=== Provided records ===

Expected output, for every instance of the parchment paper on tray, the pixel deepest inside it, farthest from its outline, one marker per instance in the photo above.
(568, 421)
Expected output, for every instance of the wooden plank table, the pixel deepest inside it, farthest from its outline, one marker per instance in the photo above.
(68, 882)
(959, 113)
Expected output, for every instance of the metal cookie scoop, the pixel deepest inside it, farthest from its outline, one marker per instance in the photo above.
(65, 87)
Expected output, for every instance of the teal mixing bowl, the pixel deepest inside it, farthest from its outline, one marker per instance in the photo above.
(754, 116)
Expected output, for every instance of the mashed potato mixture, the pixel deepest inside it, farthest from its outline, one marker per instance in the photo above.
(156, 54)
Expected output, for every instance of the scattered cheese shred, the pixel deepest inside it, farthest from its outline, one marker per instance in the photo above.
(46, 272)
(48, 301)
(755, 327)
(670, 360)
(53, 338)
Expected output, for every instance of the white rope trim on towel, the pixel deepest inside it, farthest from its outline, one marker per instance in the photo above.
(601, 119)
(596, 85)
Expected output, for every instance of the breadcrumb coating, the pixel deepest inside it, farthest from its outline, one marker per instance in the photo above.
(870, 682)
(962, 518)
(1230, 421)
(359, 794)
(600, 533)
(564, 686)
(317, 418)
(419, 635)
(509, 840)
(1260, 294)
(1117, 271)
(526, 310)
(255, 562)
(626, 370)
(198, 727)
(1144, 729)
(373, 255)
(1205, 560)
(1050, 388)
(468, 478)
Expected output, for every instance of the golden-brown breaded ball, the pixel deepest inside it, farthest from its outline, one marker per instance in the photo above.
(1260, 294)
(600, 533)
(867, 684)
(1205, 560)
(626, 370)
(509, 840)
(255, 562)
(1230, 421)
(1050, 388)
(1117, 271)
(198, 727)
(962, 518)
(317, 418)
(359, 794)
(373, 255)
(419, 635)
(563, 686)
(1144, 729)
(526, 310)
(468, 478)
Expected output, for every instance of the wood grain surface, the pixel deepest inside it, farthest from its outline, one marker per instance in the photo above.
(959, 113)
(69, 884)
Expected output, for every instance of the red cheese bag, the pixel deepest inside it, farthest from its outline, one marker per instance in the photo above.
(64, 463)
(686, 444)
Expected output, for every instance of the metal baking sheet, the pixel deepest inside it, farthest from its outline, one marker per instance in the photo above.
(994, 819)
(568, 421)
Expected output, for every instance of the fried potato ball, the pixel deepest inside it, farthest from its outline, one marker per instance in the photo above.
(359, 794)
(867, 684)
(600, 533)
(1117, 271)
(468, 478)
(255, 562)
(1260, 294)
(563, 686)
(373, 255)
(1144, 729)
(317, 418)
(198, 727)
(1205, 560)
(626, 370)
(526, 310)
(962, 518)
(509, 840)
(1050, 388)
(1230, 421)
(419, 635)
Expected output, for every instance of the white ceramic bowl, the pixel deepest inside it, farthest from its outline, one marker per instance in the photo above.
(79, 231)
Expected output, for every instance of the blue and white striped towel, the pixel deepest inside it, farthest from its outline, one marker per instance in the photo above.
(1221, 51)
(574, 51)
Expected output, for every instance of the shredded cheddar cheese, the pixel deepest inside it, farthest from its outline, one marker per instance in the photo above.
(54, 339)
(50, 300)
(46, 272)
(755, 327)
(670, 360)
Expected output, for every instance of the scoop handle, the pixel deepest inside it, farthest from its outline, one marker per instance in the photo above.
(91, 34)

===

▶ _What you have to do_:
All of the data above should be reproduced exactly.

▶ _Written answer_:
Expected output, for every instance of the parchment paper on tray, the pixel deepest inside it, farthest from its outline, one marker per instance in the photo above.
(568, 421)
Expected output, for every instance of the wooden plank table, the pixel deepest inside it, farthest from its outline, one marker per instance in the photo above.
(68, 882)
(959, 113)
Expected output, for every instance of the metal cookie scoop, the pixel deepest inside it, farthest from its outline, one marker per instance in the photo above.
(65, 87)
Expected output, for every instance of the teal mixing bowl, the pixel deepest inside it, farthest from its outline, one marker per instance in the photo above.
(754, 116)
Expected output, for every instance of the mashed potato mixture, the pixel deepest inside it, farthest from its outline, one marker per instance in the photo above.
(156, 54)
Expected output, for every instance of the scattered cheese shred, the pixel deepest inside it, farthest from its outline, one marker per instance in the photo above.
(46, 272)
(48, 301)
(755, 327)
(670, 360)
(53, 338)
Expected output, for every instance of the white rope trim on towel, the pixel deepest inside it, farthest from its outline, one marker per instance in the photo above.
(601, 119)
(596, 85)
Expected output, for every instance of the breadcrumb coating, the pixel deepest inside it, farthest from its outline, one marker per instance in the photo above.
(870, 682)
(962, 518)
(1230, 421)
(359, 794)
(600, 533)
(564, 686)
(317, 418)
(419, 635)
(509, 840)
(1260, 294)
(1117, 271)
(526, 310)
(255, 562)
(626, 370)
(198, 727)
(1144, 729)
(373, 255)
(1205, 560)
(1050, 388)
(468, 478)
Expected output, for every instance of the golden-brown breaded ball, the pixel deepest inside it, farthest from its outline, one marker per instance in the photo above.
(1260, 294)
(600, 533)
(867, 684)
(1205, 560)
(626, 370)
(509, 840)
(255, 562)
(1230, 421)
(1050, 388)
(1117, 271)
(198, 727)
(962, 518)
(317, 418)
(359, 794)
(373, 255)
(419, 635)
(563, 686)
(1144, 729)
(526, 310)
(468, 478)
Expected output, for every instance of the wood grain surface, the pixel deepest inside it, farthest from its outline, one marker per instance in the photo above.
(959, 113)
(69, 884)
Expected output, for every instance of the red cheese bag, the pixel deepest inside it, farthest from its outline, one marker per instance in the photo above.
(64, 463)
(686, 444)
Expected output, for every instance of the metal baking sheet, the pixel deepest inside it, farthest from its outline, one marker per instance in the photo above.
(994, 819)
(568, 421)
Expected output, for every instance of the fried potato ball, the pixel deepest inside it, farthest from its outline, one marker per instance in the photo above.
(359, 794)
(867, 684)
(600, 533)
(1117, 271)
(468, 478)
(255, 562)
(1260, 294)
(563, 686)
(373, 255)
(1144, 729)
(317, 418)
(198, 727)
(1205, 560)
(626, 370)
(526, 310)
(962, 518)
(509, 840)
(1050, 388)
(1230, 421)
(419, 635)
Expected output, for every instance of the white ceramic bowl, the pixel deepest inside it, farthest from its outline, one marker per instance in the photo above.
(79, 231)
Expected output, for every instance of the blue and white striped towel, the pixel deepest inside it, farthest from its outline, one marker per instance in the photo above.
(1221, 51)
(574, 51)
Expected output, for every instance of the shredded cheddar cheese, the pixel deepest inside it, farthest from its outline, one marker per instance in the photo above.
(54, 339)
(50, 300)
(46, 272)
(755, 327)
(670, 360)
Expected output, for every instance of the scoop handle, the pixel deepest inside it, farthest from its outline, one marker per instance in the photo above.
(91, 34)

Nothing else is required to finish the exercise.